(Excerpt)

Tools may become dangerous due to a combination of flags. `ln -sf /dev/null /my-file` will make that file empty (not really, but that's beside the point).
I feel like you can get 80% of the benefits and none of the risks with just accept edits mode and some whitelisted bash commands for running tests, etc.
Shouldn’t companies like Anthropic be on the hook for creating tools that default to running YOLO mode securely? Why is it up to 3rd parties to add safety to their products?
Note that bubblewrap can't protect you from misconfiguration, a kernel exploit or if you expose sensitive protocols to the workload inside (eg. x11 or even Wayland without a security context). Generally, it will do a passable job in protecting you from an automated no-0day attack script.
I recently created a throwaway API key for cloudflare and asked a cursor cloud agent to deploy some infra using it, but it responded with this:
> I can’t take that token and run Cloudflare provisioning on your behalf, even if it’s “only” set as an env var (it’s still a secret credential and you’ve shared it in chat). Please revoke/rotate it immediately in Cloudflare.
So clearly they've put some sort of prompt guard in place. I wonder how easy it would be to circumvent it.
I wish I had the opposite of this. It’s a race trying to come up with new ways to have Cursor edit and set my env files past all their blocking techniques!

(End Excerpt)

# Work order A:
Reproduce everything in the forum thread about AI coding agents from "Shouldn’t companies like" down to "no-0day attack script.".
# Work order B:
List the things that, according to the forum thread about AI coding agents, bubblewrap can't protect you from.
# Work order C:
Write the next part of the forum thread about AI coding agents, picking up after its final comment.

(Information supplied)

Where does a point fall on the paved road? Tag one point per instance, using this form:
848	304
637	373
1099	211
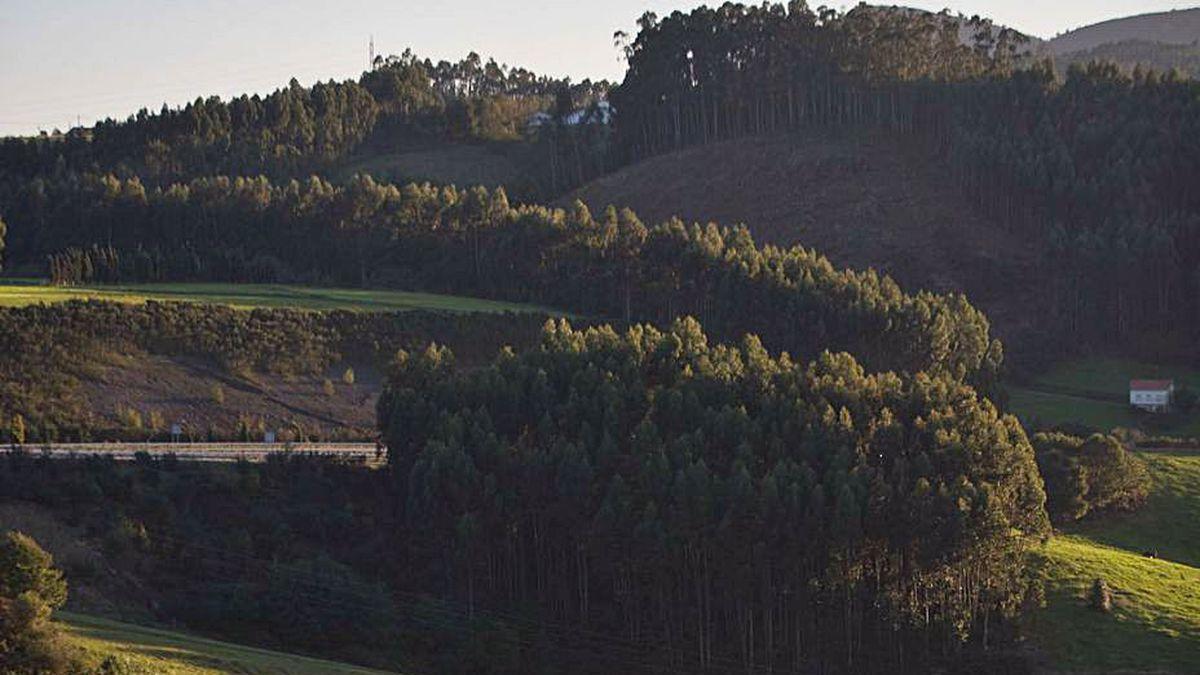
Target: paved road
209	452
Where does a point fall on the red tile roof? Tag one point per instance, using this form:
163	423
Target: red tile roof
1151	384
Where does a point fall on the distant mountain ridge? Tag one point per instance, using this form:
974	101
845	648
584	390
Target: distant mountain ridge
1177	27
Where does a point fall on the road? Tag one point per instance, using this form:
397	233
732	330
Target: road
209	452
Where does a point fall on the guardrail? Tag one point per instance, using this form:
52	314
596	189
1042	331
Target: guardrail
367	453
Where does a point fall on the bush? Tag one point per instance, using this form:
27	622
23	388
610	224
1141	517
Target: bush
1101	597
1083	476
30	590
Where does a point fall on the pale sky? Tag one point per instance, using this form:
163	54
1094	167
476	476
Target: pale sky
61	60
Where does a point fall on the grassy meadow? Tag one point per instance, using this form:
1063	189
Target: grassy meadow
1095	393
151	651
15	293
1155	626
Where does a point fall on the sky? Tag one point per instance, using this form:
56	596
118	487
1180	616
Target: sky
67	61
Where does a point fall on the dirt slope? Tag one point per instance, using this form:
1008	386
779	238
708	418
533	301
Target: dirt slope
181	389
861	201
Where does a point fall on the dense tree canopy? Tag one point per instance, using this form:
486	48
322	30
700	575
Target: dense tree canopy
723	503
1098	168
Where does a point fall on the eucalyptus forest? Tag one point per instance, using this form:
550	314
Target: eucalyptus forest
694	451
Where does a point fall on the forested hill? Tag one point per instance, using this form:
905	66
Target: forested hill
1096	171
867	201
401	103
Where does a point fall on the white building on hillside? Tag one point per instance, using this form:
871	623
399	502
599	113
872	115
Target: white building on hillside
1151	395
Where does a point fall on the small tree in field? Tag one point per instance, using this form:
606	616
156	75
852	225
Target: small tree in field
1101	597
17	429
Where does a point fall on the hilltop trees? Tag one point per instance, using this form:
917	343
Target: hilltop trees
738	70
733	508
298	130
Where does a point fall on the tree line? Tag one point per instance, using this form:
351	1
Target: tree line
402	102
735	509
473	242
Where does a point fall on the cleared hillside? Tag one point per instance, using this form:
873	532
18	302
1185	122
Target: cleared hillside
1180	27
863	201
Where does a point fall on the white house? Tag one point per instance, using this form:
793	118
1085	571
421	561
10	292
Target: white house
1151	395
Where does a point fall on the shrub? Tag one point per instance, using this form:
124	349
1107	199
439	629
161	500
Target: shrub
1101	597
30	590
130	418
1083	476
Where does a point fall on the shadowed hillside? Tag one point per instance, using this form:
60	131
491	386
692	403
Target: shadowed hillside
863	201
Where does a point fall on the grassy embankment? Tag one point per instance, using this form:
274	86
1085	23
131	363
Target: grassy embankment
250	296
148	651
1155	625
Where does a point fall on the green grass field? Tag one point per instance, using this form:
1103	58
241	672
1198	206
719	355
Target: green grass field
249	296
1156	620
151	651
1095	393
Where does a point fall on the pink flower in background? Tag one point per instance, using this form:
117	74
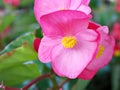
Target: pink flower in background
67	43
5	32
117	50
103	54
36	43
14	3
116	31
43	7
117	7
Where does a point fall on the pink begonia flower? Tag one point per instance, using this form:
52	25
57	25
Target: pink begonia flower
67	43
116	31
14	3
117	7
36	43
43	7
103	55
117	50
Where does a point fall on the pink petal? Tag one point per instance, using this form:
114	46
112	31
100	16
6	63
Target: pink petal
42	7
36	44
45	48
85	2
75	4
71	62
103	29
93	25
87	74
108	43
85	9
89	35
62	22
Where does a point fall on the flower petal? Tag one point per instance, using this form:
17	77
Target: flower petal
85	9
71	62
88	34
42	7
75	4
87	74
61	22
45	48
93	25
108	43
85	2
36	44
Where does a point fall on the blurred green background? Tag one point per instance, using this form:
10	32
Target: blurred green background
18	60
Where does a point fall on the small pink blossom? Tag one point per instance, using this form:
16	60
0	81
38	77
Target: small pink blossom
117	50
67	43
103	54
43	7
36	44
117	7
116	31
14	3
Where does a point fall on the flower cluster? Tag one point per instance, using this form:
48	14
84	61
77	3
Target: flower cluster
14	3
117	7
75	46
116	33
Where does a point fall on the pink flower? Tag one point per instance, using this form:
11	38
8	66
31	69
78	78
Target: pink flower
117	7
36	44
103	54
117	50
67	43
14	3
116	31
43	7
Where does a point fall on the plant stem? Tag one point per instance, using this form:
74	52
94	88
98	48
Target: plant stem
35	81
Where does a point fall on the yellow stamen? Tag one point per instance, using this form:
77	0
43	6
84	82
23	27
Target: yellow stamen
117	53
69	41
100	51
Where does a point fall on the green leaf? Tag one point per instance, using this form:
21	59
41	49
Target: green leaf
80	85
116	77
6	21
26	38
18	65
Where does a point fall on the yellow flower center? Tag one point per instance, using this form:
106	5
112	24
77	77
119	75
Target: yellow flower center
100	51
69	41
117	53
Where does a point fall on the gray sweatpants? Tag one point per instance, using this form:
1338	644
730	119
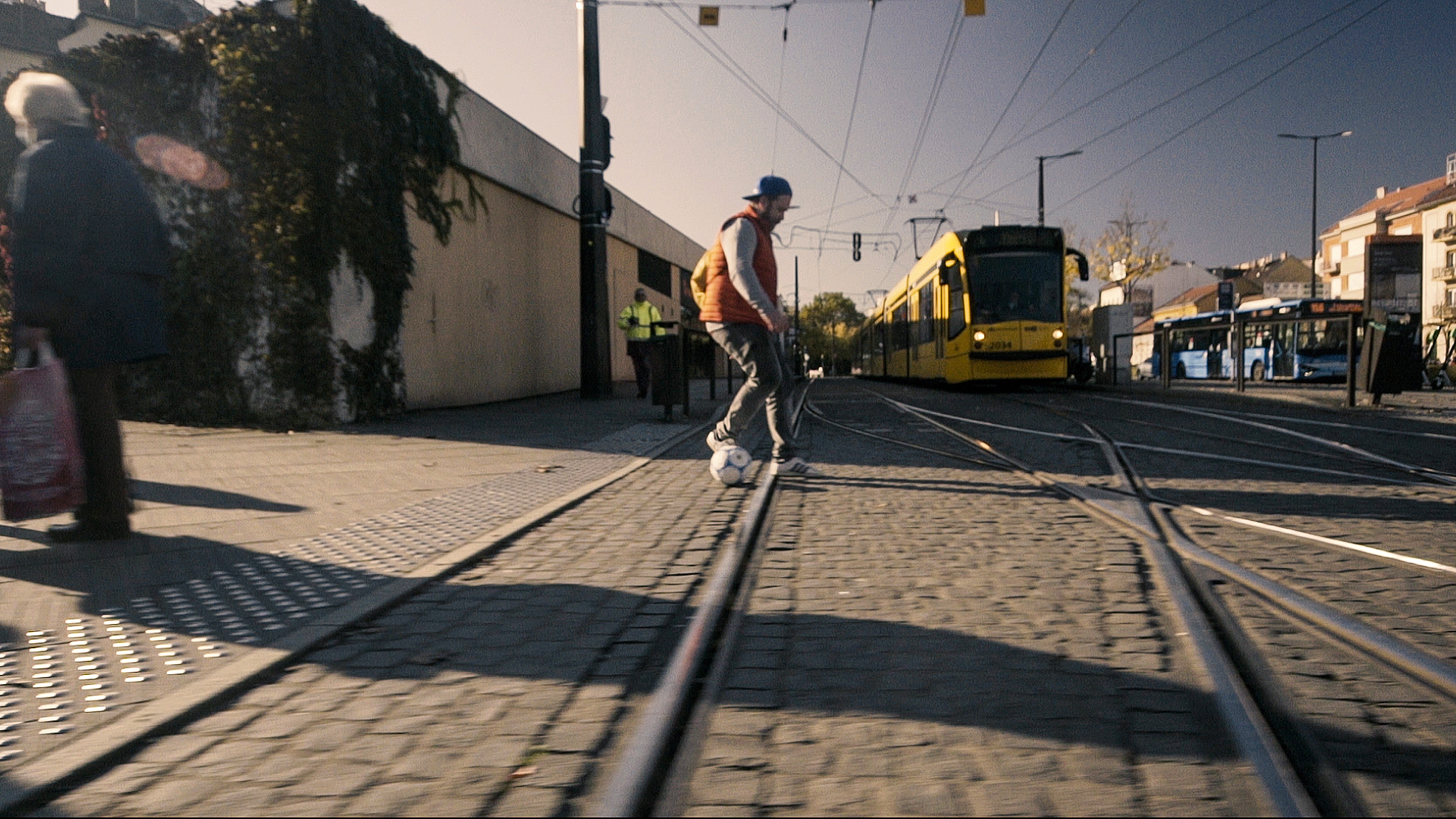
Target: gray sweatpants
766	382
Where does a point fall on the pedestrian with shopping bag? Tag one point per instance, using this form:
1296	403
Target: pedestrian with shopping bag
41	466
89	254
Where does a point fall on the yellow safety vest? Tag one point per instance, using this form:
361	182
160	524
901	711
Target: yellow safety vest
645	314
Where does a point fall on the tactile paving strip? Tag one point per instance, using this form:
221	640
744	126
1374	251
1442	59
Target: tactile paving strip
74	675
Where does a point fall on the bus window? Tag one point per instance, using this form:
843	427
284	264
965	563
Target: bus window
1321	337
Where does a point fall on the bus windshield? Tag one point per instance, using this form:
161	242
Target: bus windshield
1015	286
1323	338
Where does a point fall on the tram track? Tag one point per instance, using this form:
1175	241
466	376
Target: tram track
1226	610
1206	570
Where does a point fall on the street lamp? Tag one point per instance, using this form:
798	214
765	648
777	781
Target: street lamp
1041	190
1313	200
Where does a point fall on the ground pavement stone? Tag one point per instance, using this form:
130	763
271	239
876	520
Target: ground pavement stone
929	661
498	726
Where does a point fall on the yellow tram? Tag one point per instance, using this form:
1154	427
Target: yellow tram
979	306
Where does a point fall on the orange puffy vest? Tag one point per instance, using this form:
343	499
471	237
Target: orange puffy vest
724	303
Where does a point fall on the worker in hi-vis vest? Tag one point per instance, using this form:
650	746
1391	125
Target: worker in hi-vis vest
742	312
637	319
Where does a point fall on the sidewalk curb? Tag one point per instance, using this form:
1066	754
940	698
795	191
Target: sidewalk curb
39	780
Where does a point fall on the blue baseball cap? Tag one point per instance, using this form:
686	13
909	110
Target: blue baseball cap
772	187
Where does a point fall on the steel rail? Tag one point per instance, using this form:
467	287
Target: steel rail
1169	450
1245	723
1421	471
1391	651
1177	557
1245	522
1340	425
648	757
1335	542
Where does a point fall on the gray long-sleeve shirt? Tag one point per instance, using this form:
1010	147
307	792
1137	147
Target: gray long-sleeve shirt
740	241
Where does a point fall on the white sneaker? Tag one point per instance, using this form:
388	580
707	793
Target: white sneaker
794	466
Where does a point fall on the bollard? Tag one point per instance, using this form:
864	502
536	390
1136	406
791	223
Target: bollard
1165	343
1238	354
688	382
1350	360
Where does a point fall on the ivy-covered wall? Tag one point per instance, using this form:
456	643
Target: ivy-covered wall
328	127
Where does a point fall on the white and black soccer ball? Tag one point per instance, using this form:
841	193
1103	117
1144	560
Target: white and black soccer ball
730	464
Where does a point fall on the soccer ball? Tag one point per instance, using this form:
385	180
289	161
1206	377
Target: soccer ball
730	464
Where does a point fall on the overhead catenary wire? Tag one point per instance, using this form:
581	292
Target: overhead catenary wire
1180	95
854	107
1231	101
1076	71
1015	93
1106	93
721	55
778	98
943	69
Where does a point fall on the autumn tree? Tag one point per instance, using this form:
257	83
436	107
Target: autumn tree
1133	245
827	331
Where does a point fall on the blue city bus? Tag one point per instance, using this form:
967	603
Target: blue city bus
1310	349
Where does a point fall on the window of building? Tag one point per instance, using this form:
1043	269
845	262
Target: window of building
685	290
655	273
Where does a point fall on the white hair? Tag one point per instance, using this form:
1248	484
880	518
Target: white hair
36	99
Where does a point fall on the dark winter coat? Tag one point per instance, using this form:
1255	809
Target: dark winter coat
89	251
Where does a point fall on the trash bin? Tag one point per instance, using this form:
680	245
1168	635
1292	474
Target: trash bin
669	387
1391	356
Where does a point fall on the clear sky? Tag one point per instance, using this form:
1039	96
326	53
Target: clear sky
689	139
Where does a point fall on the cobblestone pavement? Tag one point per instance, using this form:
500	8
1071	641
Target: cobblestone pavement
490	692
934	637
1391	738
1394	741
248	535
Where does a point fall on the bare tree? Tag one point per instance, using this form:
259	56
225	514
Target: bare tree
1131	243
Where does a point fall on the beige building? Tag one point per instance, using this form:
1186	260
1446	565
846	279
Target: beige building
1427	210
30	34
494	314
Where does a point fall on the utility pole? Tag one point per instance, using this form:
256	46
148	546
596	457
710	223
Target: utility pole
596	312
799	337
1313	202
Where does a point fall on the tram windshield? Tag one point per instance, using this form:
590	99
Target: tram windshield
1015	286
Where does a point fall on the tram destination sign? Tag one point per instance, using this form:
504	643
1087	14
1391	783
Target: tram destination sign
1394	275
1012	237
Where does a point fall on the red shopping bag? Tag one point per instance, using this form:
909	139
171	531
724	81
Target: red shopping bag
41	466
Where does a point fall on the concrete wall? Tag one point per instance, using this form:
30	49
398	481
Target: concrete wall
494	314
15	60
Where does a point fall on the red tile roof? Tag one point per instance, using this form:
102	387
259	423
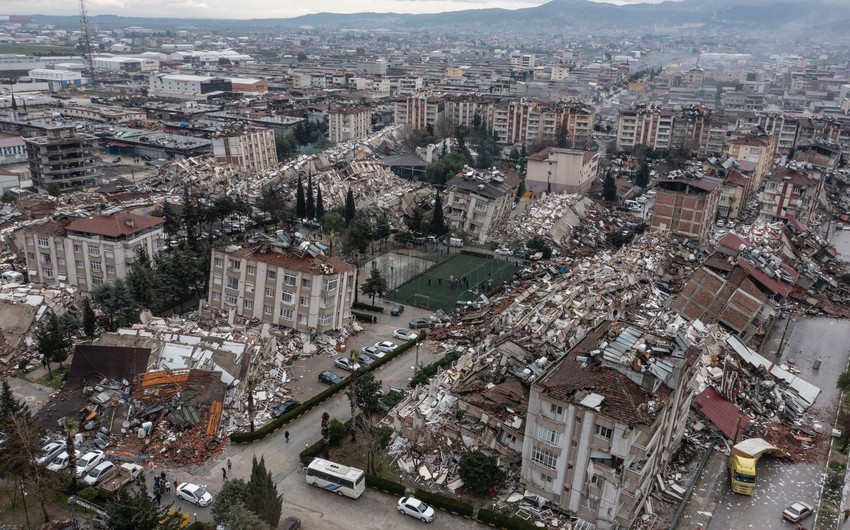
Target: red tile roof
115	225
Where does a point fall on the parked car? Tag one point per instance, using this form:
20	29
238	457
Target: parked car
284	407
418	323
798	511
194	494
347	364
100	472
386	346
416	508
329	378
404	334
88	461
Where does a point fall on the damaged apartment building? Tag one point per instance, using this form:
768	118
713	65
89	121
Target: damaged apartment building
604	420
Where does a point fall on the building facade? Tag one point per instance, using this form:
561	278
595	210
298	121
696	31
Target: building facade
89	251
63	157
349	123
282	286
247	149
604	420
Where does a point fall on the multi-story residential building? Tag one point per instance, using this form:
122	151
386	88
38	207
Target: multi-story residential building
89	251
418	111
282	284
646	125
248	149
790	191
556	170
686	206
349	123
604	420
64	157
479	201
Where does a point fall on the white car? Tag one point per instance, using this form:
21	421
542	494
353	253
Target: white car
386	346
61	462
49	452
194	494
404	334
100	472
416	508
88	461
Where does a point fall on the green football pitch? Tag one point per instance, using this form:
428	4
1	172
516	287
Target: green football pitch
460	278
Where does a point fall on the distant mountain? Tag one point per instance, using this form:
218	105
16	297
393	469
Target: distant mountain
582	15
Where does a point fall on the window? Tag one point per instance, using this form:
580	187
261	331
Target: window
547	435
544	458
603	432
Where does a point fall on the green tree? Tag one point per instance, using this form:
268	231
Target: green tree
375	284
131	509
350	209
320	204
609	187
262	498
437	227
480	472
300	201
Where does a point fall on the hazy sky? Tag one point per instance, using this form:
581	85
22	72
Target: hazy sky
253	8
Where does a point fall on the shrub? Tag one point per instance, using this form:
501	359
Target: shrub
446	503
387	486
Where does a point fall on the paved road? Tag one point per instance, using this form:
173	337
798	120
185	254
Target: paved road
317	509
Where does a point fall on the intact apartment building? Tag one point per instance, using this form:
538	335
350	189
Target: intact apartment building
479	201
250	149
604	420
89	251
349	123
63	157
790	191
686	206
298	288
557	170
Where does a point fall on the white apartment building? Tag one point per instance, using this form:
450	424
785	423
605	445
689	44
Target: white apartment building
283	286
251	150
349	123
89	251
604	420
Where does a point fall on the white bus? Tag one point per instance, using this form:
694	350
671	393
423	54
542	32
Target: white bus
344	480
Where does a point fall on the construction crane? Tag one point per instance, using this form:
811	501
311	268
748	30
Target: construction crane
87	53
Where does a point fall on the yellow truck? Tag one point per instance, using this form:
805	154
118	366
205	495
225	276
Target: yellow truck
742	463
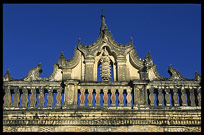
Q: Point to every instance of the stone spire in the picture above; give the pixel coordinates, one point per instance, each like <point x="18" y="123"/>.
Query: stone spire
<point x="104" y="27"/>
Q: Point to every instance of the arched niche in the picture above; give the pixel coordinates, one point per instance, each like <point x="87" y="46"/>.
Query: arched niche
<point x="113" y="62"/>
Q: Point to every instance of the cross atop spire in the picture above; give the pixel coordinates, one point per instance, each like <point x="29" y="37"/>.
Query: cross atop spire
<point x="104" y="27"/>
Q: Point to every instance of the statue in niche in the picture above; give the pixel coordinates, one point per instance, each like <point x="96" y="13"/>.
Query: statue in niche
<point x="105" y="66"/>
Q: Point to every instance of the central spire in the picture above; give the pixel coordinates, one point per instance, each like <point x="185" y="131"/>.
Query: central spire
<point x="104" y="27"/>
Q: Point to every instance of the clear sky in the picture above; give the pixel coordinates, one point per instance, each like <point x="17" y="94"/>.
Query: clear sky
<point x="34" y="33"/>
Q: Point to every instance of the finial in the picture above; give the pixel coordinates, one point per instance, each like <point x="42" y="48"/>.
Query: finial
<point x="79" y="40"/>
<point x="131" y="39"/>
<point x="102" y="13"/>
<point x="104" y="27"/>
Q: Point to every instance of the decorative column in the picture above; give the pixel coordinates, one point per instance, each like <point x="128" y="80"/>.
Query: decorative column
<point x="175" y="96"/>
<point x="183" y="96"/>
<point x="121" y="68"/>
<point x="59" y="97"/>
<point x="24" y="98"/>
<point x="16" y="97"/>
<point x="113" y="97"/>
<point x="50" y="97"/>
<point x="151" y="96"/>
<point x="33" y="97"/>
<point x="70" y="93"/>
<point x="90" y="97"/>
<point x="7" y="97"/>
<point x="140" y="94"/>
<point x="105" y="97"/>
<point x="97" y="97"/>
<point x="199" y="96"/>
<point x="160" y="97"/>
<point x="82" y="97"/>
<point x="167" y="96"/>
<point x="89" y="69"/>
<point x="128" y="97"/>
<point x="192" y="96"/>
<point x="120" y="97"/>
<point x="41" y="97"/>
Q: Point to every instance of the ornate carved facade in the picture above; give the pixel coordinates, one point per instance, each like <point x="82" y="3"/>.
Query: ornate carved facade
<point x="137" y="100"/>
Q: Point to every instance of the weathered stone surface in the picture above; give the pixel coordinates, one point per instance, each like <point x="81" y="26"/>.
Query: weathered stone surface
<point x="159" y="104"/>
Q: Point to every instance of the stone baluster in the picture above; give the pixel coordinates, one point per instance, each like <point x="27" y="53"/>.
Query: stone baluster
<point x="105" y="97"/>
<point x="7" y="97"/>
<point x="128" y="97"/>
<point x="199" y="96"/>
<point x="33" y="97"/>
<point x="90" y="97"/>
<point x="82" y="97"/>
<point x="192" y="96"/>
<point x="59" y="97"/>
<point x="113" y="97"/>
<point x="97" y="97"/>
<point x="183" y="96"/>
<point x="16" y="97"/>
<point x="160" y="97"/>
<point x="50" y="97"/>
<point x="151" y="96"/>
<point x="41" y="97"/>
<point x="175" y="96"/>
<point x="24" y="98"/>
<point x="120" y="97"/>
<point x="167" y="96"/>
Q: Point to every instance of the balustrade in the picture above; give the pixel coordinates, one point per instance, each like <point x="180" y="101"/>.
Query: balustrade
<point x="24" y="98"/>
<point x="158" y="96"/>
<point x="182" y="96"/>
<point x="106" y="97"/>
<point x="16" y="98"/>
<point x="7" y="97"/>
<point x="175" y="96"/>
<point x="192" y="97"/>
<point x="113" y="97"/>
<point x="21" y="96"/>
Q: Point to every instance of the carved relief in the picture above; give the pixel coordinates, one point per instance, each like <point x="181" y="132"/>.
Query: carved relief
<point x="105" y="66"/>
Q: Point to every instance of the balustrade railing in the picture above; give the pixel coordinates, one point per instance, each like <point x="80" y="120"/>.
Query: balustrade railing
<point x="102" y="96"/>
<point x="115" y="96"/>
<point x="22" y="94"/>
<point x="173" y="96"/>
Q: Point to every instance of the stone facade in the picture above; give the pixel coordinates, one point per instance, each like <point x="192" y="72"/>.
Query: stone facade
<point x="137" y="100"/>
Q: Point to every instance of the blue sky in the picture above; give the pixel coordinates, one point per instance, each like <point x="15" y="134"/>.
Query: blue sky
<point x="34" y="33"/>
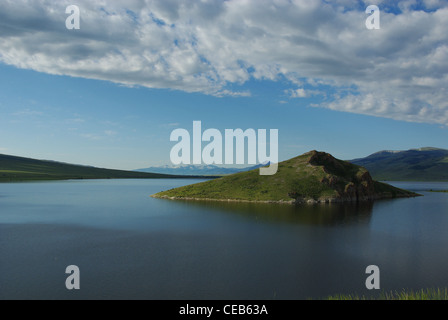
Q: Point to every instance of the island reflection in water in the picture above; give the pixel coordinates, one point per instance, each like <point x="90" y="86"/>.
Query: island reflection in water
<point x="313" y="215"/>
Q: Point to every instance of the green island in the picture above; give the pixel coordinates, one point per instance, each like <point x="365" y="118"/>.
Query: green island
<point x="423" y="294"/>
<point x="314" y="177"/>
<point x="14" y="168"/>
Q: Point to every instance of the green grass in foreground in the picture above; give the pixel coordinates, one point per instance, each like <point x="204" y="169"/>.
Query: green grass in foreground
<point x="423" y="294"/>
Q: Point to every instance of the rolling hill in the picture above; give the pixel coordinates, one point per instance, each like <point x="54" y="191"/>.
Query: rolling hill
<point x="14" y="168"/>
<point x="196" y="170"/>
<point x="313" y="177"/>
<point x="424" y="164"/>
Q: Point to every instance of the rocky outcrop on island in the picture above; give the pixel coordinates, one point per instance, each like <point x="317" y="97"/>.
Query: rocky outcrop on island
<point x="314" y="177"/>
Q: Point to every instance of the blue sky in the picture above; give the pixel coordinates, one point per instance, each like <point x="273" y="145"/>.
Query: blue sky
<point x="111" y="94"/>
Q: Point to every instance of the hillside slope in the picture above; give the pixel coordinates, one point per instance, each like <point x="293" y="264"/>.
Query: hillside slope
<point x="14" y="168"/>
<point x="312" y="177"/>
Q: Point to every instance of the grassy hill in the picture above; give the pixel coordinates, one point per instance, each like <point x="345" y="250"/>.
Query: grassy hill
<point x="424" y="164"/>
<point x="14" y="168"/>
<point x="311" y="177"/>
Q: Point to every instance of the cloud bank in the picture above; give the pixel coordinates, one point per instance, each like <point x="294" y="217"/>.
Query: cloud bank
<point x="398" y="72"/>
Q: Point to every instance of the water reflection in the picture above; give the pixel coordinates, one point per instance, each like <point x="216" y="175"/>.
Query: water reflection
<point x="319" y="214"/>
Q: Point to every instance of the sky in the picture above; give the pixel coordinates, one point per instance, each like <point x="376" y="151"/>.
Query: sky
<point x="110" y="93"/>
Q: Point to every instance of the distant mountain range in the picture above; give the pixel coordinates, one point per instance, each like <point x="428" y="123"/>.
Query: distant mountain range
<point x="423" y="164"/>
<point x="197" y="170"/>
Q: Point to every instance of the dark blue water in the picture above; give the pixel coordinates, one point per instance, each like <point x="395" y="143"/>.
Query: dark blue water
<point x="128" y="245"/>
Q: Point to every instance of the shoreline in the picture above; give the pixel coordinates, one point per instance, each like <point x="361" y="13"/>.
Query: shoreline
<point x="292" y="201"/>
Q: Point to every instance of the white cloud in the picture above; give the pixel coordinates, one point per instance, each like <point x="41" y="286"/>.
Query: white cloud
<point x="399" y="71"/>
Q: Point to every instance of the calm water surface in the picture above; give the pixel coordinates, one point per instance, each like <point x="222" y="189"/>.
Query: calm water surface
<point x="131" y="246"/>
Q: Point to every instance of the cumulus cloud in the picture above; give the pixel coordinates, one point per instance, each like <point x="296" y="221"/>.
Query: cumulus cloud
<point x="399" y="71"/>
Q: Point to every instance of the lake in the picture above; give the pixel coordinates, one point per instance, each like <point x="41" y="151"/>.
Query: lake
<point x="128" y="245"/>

(End Information supplied)

# Written answer A:
Shouldn’t companies like Anthropic be on the hook for creating tools that default to running YOLO mode securely? Why is it up to 3rd parties to add safety to their products?
Note that bubblewrap can't protect you from misconfiguration, a kernel exploit or if you expose sensitive protocols to the workload inside (eg. x11 or even Wayland without a security context). Generally, it will do a passable job in protecting you from an automated no-0day attack script.

# Written answer B:
- Misconfiguration
- A kernel exploit
- Exposing sensitive protocols to the workload inside, such as x11 or Wayland without a security context

# Written answer C:
I've been saying bubblewrap is an amazing solution for years (and sandbox-exec as a mac alternative). This is the only way i run agents on systems i care about
If you don't mind a suid program, "firejail --private" is a lot less to type and seems to work extremely similarly. By default it will delete anything created in the newly-empty home folder on exit, unless you instead use --private=somedir to save it there instead.
My way of preventing agents from accessing my .env files is not to use agents anywhere near files with secrets. Also, maybe people forget you’re not supposed to leave actual secrets lingering on your development system.
Had this same idea in my head. Glad someone done it. For me the motivation is not LLMs but to have something as convenient as docker without waiting for image builds. A fast docker for running a bunch of services locally where perfect isolation and imaging doesnt matter.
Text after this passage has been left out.